*** Opening of Supplied text ***

🧬 Long-chain 3-hydroxyacyl-CoA dehydrogenase (LCHAD) deficiency is a rare autosomal recessive disorder of fatty acid metabolism that prevents effective energy production from long-chain fats, particularly during fasting or metabolic stress.
It is one of the key causes of acute fatty liver of pregnancy (AFLP) and neonatal hypoglycaemia syndromes.
🧠 About
- Inherited defect in fatty acid β-oxidation due to LCHAD enzyme deficiency, part of the mitochondrial trifunctional protein complex.
- Prevents the body from converting long-chain fats into energy, especially during periods of fasting, illness, or stress.
- Can present in neonates, infants, or children with metabolic decompensation, and may cause maternal complications in pregnancy (AFLP or HELLP).
🧬 Aetiology
- Autosomal recessive disorder due to mutations in the HADHA gene encoding long-chain 3-hydroxyacyl-CoA dehydrogenase.
- The defective enzyme prevents β-oxidation of long-chain fatty acids, leading to accumulation of toxic intermediates and energy deficiency in cardiac, skeletal muscle, and hepatic tissues.
- Carrier mothers may develop acute fatty liver of pregnancy when carrying an affected fetus.
⚠️ Clinical Features
- 🫀 Cardiomyopathy and skeletal myopathy.
- 🩸 Hypoketotic hypoglycaemia - low glucose without compensatory ketone production.
- 👁️ Pigmentary retinopathy and possible progressive vision loss.
- 🧒 Hepatomegaly, liver dysfunction, and recurrent vomiting in infants.
- ⚡ Metabolic crises triggered by fasting, infection, or cold exposure.
- ❗ Some cases present as sudden infant death syndrome (SIDS).
- 🤰 Mothers may experience AFLP or HELLP syndrome in pregnancy.
🧪 Investigations
- 🎯 Tandem mass spectrometry (MS/MS): detects abnormal acylcarnitine profile (↑ long-chain 3-hydroxyacylcarnitines C14–C18).
- 🧫 Urine organic acid analysis: elevated 3-hydroxy-dicarboxylic acids.
- 🧬 Genetic testing: confirms HADHA pathogenic variants.
- 💉 Liver function tests: may show elevated transaminases during crises.
- 🔬 Newborn screening: detects fatty acid oxidation defects via acylcarnitine profiling in many countries.

*** Close of Supplied text ***
*** Opening of Exercise data ***

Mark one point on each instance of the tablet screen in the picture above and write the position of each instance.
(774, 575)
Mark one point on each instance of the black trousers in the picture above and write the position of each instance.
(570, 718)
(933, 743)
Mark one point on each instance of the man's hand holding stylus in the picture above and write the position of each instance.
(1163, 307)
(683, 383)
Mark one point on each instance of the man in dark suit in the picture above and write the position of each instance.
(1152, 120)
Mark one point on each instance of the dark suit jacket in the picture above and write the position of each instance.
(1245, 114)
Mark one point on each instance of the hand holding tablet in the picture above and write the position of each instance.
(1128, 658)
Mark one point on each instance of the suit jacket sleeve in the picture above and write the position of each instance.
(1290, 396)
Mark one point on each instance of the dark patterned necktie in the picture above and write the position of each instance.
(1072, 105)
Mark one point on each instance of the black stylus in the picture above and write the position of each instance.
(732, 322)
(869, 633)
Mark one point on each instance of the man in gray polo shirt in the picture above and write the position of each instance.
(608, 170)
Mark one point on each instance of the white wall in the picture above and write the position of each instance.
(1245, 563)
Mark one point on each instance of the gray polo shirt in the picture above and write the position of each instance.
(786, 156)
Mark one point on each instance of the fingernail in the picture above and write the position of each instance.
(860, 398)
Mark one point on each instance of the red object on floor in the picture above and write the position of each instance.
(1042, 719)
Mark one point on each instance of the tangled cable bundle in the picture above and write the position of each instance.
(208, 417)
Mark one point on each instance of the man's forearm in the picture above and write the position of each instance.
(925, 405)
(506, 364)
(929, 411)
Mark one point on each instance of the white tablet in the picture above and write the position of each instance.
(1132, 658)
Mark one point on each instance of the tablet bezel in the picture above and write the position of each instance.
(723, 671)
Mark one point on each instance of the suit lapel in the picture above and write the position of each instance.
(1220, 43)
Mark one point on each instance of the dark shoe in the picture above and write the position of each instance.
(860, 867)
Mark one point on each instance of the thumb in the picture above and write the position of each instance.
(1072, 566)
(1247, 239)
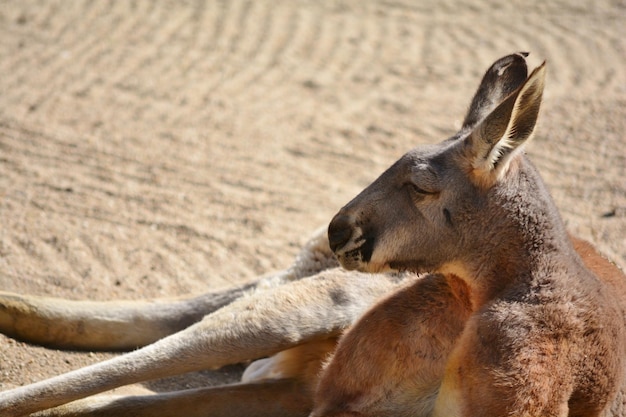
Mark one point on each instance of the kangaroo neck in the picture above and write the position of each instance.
(524, 240)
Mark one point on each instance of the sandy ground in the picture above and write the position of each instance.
(150, 149)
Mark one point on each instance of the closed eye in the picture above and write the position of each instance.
(416, 189)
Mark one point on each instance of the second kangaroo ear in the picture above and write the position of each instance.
(501, 79)
(494, 141)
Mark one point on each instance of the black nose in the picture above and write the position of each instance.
(339, 231)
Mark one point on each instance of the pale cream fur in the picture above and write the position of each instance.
(498, 312)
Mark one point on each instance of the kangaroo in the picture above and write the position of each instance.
(460, 295)
(516, 324)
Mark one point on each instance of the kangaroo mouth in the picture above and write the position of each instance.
(357, 257)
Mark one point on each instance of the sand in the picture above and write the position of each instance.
(151, 149)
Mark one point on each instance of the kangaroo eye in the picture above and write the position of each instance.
(417, 189)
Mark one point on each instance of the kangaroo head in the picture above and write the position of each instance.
(444, 204)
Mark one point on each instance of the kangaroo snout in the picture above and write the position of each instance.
(339, 231)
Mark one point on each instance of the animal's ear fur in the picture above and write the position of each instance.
(495, 140)
(501, 79)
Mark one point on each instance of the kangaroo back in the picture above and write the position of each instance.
(545, 335)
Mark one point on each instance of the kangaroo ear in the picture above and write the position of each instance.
(501, 79)
(495, 140)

*** Close of Exercise data ***

What this task involves.
Carry on the text about LCHAD deficiency from the point where it stops, writing the sections that follow its list of investigations.

Exercise output.
🧩 Differential Diagnosis
- Reye’s syndrome - both present with microvesicular fatty liver and hypoglycaemia, but Reye’s is usually post-viral and linked to aspirin use.
- Other fatty acid oxidation defects (MCAD, VLCAD deficiencies).
💊 Management
- 🍽️ Dietary management:
- Low long-chain fat intake (13–39% of calories).
- High medium-chain triglyceride (MCT) diet to bypass the metabolic block.
- Protein above the age-specific reference intake.
- Supplementation with essential fatty acids (linoleic, arachidonic, α-linolenic, and DHA).
- 🍼 Infants: frequent feeding to avoid fasting; bedtime complex carbohydrate snack in children and adults.
- 💧 Emergency care: IV glucose during illness or fasting to prevent hypoglycaemia.
- 🩺 Supplements: MCT oil or triheptanoin, carnitine if deficient.
- 🫁 Exercise: moderate, regular exercise; avoid prolonged or intense exertion.
- 🫀 Cardiac management: standard treatment for cardiomyopathy; monitor ECG and echocardiogram regularly.
- 🧠 Developmental support: occupational and physiotherapy if motor delay or muscle weakness occurs.
- 🤰 Maternal implications: carrier testing and pre-pregnancy counselling; monitor for signs of AFLP or HELLP in future pregnancies.
📚 References
💡 Teaching tip:
In infants with recurrent hypoglycaemia, hepatomegaly, or cardiac dysfunction - always consider fatty acid oxidation defects.
In mothers presenting with AFLP or HELLP, test the baby for LCHAD deficiency, as early dietary management is life-saving.